- _EXTRACT PROVIDED_:
# Automated MD Simulation Trajectory Analyses - Part II

*Discover the myriads of post-simulation processing and analyses that CHAPERONg automates.*

This page is a continuation of the **CHAPERON*** g*-automated post-simulation analyses from the previous page.

## 10. Kernel Density Estimation

Kernel density estimation (KDE)^{} is a non-parametric method to estimate the probability density function (PDF)^{} of a random variable. This method involves using a smooth function called *the kernel* that is placed at the center of each bin, and the area under the kernel is scaled to match the number of data points in the bin to produce the estimate of the PDF. It is commonly used to smooth out histograms so as to make the underlying probability distribution apparent. The Gaussian kernel, which is a bell-shaped (normal distribution) curve, is a common type of kernel.

**CHAPERON*** g* introduces the estimation of PDF using the KDE for further analysis of several analysis data that are often generated from MD simulation trajectory. This would help to not only visualize and understand the distribution of the data, but also to calculate statistics of interest. KDE estimation in

**CHAPERON**

*is carried out using the the*

**g***SciPy*python package

^{}, which implements the

*Gaussian kernel*.

Given a sample $ x = {x_{1}, x_{2},…, x_{n}} $ with an unknown density $ f $ at any given point $ x $. The kernel density estimator of the shape of this function $ f $ is defined as expressed in equation (1) below:

$$ \tag {1} \widehat{f}_h(x) = \frac{1}{nh} \sum_{i=1}^n K\Big(\frac{x-x_i}{h}\Big) $$

where,

- $ K $ is the kernel (a simple non-negative function such as the Gaussian distribution), and
- $ h > 0 $ is the smoothing bandwidth (a real positive number that defines smoothness of the KDE plot).

- _SUPPLIED INFORMATION_:
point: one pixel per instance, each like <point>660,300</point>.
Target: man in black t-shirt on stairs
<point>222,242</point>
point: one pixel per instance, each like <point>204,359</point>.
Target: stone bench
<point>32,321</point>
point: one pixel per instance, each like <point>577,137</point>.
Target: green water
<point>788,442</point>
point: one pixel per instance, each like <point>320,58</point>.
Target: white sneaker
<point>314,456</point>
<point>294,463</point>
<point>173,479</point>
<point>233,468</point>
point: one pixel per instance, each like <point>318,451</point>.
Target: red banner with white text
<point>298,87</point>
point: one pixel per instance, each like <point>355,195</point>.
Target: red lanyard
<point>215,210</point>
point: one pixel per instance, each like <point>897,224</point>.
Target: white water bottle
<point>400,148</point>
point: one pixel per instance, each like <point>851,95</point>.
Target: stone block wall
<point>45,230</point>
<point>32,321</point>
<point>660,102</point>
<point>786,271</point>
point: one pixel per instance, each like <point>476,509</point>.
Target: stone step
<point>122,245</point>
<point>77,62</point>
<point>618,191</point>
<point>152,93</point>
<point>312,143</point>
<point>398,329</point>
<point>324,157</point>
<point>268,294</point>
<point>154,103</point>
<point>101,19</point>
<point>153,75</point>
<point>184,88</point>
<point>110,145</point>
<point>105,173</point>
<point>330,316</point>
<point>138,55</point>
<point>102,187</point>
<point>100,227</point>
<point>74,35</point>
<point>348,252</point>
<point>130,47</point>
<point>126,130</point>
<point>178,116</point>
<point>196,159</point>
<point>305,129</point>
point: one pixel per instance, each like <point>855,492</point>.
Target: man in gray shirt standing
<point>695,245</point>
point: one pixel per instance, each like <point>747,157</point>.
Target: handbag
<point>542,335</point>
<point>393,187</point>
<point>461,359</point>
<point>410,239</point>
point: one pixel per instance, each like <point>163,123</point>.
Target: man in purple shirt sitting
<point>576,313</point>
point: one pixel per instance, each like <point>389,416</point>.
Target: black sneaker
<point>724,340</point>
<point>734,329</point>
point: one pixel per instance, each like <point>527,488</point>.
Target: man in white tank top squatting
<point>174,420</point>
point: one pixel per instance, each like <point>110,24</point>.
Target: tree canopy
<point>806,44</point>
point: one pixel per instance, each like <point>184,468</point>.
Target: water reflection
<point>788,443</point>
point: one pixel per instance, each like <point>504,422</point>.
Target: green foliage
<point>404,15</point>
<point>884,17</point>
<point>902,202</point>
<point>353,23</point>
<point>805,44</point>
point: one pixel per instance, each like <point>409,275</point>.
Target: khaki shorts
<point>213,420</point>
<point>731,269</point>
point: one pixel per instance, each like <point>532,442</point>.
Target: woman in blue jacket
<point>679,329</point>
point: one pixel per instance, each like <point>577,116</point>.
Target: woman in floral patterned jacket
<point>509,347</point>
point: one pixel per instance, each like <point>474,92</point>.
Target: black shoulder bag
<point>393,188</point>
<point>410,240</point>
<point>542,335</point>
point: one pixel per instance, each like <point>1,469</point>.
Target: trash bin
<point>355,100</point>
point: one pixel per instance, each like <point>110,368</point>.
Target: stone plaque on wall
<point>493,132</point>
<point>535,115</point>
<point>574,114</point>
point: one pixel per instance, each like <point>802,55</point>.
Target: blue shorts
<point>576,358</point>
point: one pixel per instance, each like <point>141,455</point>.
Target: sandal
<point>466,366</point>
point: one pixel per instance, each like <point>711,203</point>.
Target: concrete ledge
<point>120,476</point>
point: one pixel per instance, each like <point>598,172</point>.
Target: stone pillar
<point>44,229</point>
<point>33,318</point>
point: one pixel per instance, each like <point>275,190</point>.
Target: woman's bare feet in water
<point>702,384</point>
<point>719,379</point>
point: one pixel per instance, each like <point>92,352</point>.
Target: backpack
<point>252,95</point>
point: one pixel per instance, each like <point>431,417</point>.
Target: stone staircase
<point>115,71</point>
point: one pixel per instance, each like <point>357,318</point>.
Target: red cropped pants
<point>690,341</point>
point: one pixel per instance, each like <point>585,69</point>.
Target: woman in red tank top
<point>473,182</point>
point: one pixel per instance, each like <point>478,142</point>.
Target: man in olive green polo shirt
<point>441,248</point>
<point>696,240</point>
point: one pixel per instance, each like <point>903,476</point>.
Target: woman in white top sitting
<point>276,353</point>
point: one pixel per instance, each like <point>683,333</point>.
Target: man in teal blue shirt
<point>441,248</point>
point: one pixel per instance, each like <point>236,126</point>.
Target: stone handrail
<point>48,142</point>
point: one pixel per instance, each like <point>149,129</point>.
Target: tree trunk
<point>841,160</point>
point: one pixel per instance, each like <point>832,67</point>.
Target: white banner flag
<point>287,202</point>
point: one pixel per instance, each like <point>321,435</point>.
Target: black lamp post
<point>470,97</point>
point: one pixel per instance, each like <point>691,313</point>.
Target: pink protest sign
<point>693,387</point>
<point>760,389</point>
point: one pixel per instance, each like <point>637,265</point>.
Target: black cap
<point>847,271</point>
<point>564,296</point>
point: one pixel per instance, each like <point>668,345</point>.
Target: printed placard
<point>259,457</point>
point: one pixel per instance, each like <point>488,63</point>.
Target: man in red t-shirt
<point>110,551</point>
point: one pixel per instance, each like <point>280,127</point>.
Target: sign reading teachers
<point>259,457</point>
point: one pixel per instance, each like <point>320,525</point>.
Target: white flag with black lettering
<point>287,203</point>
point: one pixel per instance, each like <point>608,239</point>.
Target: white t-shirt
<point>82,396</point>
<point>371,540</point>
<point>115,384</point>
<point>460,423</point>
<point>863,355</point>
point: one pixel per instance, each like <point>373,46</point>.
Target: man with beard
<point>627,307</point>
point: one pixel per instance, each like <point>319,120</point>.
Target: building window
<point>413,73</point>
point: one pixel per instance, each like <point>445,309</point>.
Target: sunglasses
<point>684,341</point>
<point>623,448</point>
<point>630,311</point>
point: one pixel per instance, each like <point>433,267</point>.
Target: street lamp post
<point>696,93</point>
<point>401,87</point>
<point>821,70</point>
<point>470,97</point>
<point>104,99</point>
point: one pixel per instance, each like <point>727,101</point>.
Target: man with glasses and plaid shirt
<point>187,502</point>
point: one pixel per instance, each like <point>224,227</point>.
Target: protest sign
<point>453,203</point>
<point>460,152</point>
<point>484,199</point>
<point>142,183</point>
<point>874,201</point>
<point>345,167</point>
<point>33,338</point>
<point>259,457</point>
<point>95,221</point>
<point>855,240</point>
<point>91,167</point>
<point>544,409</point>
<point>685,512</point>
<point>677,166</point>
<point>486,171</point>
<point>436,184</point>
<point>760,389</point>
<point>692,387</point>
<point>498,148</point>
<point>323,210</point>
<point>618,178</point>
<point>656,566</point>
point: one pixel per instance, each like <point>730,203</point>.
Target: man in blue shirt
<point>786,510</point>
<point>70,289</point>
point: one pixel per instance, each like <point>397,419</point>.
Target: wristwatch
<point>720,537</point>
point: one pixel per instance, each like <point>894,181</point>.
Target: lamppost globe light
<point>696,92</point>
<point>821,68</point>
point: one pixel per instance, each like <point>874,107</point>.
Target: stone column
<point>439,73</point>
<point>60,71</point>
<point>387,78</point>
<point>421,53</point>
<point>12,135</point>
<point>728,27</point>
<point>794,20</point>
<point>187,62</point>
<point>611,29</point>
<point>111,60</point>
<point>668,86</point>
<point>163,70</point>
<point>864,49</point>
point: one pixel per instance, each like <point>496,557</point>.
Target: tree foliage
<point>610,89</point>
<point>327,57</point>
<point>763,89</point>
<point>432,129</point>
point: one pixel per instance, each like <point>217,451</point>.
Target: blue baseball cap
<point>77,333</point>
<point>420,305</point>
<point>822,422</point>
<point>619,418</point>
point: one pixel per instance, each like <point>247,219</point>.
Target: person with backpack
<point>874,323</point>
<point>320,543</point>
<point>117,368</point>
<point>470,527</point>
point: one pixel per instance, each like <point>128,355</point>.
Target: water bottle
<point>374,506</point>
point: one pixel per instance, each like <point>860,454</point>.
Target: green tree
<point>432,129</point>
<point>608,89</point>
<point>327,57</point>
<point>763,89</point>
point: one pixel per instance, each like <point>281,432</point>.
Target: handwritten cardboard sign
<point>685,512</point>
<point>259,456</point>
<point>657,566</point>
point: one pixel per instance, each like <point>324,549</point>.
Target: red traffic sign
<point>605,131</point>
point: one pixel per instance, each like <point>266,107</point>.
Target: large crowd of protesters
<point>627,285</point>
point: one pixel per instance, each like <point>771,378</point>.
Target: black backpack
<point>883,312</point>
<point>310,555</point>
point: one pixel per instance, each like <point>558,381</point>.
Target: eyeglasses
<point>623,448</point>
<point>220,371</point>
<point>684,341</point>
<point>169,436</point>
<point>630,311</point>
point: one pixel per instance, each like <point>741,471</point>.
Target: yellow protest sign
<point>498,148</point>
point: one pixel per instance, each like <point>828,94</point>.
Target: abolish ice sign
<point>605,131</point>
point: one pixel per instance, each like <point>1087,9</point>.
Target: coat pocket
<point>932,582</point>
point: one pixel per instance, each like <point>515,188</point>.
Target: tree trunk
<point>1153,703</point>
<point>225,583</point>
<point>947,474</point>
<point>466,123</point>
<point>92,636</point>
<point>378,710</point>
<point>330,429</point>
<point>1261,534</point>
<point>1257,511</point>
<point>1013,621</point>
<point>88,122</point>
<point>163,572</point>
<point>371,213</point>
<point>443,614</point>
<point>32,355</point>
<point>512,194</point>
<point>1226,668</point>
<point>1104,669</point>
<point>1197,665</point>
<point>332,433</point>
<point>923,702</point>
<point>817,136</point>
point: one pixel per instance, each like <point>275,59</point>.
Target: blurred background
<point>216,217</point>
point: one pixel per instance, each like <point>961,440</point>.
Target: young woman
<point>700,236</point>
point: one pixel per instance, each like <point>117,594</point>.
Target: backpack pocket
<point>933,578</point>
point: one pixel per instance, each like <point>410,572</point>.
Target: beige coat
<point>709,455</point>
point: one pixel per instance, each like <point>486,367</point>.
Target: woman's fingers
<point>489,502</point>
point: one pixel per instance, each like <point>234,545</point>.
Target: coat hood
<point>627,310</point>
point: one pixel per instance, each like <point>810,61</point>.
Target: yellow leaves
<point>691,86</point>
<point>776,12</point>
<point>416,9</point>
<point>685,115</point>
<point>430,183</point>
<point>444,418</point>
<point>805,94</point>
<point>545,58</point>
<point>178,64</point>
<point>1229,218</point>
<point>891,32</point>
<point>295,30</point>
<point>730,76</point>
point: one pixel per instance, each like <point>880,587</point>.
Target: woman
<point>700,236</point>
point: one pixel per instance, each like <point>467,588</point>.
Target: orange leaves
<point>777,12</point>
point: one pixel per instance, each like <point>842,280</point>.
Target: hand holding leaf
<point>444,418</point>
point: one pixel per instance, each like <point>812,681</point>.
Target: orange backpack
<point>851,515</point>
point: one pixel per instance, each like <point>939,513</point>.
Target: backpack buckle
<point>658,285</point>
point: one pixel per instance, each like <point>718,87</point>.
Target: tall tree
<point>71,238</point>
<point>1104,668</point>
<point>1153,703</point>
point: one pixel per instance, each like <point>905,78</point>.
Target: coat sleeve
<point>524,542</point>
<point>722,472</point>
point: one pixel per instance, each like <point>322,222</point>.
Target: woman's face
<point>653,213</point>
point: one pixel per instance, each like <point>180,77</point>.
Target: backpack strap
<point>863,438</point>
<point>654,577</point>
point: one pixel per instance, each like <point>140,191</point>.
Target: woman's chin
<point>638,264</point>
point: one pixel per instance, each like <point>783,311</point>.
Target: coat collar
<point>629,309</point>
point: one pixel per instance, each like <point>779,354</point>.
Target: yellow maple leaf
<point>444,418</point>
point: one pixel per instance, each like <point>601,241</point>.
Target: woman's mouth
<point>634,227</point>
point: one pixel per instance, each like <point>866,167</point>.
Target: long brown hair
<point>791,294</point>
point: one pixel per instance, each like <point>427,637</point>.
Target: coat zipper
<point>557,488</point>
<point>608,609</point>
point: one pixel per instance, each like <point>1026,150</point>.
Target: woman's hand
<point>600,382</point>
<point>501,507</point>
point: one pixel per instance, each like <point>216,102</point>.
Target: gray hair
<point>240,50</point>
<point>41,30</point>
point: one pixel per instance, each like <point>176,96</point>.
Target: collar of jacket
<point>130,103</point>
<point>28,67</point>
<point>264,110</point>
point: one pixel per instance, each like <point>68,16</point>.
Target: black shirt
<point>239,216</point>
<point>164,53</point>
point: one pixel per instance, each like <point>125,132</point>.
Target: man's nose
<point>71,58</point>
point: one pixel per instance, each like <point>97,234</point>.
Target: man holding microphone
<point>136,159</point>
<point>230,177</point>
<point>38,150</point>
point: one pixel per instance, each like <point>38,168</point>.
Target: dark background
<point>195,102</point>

- _TASKS TO COMPLETE_:
• a. Answer these questions from the extract on kernel density estimation:
(i) What shape does the Gaussian kernel have?
(ii) Introducing KDE for MD analysis data helps with which two things?
(iii) What condition must the smoothing bandwidth h satisfy?
• b. Write a continuation of the extract on kernel density estimation, picking up after its final sentence.

- _ANSWERS TO THE PROBLEMS_:
• a.
(i) A bell-shaped (normal distribution) curve.
(ii) Visualizing and understanding the distribution of the data, and calculating statistics of interest.
(iii) It must be greater than zero (a real positive number).

• b.
As shown in the image below, the KDE probablity density function estimation in **CHAPERON*** g* can be carried out on a single dataset to plot a curve, or to plot a combined set of curves for multiple datasets of the same type (often for the purpose of comparison).

The current version of **CHAPERON*** g* supports the estimation of PDF for four types of data commonly obtained from MD simulation, including the root mean square deviation (RMSD), radius of gyration (Rg), hydrogen bonds (Hbond), and solvent accessible surface area (SASA). As shown in the image below, one or more input data can be specified.

### 10.1. KDE plot for single datasets

In the case of running KDE for single data plots, an example run for RMSD KDE is shown below. After selecting the choice of input data from the options, **CHAPERON*** g* checks the working directory for the existence of a pre-calculated input data. If there exists one, this is used as the input for the PDF estimation (as is the case in the example run shown in the image below). Otherwise, the RMSD, Rg, Hbond, or SASA analysis is first executed and the output is parsed to the

*CHAP_generate_kde.py*script for the PDF estimation.

A subfolder named * Kernel_Density_Estimation* is created (in the working directory) by the code. If such a directory from a previous KDE run exists, it is backed up by renaming it before the new folder for the current run is made. The optimal number of bins to be used in the generating a 2D histogram of (each of) the data is estimated using multiple estimators. These include the Freedman-Diaconis (1981), the Scott(1979), the Rice (1944), and the square-root methods, expressed in equations 2, 3, 4, and 5 below, respectively.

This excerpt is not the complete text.